- _Directions_: Whenever "sample" occurs in a line of the material, list that line.

"""

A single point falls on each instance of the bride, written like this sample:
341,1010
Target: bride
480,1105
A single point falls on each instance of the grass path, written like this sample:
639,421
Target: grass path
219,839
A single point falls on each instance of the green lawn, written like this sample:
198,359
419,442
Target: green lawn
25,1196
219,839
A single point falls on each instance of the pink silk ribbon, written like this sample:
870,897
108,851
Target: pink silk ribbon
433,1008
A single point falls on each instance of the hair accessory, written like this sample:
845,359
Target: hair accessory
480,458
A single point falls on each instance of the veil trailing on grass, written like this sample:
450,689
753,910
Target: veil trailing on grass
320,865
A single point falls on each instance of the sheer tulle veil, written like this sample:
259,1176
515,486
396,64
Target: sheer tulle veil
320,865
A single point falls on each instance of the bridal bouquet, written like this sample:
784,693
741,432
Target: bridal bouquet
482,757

"""

- _Exercise output_:
A single point falls on each instance of the bride, written like this sample:
A single point falls on each instance of the grass path, written like this sample:
A single point falls on each instance of the green lawn, written like this sample:
A single point falls on each instance of the pink silk ribbon, written like this sample:
A single point falls on each instance of the hair accessory, written like this sample:
A single point falls on each instance of the veil trailing on grass, written like this sample:
A single point falls on each instance of the sheer tulle veil, written like this sample:
A single point falls on each instance of the bridal bouquet, written like this sample:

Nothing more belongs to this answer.